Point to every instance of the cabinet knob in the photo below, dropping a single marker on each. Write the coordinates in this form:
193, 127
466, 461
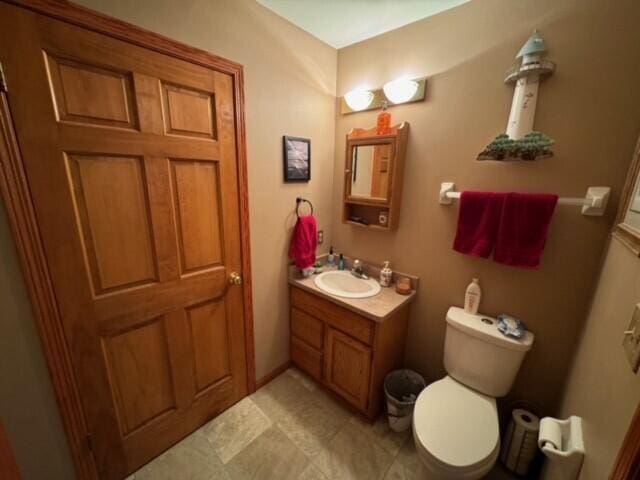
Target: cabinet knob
235, 278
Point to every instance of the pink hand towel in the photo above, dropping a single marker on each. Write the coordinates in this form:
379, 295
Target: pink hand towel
523, 228
303, 242
478, 222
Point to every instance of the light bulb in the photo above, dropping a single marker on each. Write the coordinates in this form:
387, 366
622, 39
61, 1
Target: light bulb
358, 99
400, 90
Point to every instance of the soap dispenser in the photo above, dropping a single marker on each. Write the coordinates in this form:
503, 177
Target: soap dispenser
472, 297
386, 275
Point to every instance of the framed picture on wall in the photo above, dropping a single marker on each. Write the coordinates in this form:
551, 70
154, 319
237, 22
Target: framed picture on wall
627, 226
296, 153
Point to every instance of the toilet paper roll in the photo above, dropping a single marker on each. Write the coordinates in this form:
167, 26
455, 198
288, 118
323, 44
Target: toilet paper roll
550, 432
520, 442
527, 420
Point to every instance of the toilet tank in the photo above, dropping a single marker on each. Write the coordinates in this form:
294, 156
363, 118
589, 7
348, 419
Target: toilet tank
477, 355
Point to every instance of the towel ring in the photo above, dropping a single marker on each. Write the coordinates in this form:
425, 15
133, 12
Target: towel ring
299, 200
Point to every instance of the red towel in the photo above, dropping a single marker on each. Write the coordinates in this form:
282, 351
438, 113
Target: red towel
478, 222
304, 241
523, 228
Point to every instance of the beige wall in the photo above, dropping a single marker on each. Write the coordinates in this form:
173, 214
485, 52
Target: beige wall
28, 408
589, 106
290, 89
601, 387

- **YOUR TASK**:
Please copy out every line in the stretch from the line containing "Point to every instance of the red" through the last line, changing only the coordinates listed after each "Target:" line: multiply them by 2.35 and round to whole numbers, with halves rounding up. Return nothing but these lines.

- **FINISHED ANSWER**:
Point to every instance of the red towel in the photo above, dropping a single marker on each. Write the coordinates in this form:
282, 351
438, 113
Target: red towel
1123, 522
714, 566
1229, 536
Point to every instance of the beige wall in the photo above, dropping a single marker on each. Write the coordinates in this form:
173, 214
485, 52
Target: beige wall
66, 959
1384, 249
682, 209
1412, 909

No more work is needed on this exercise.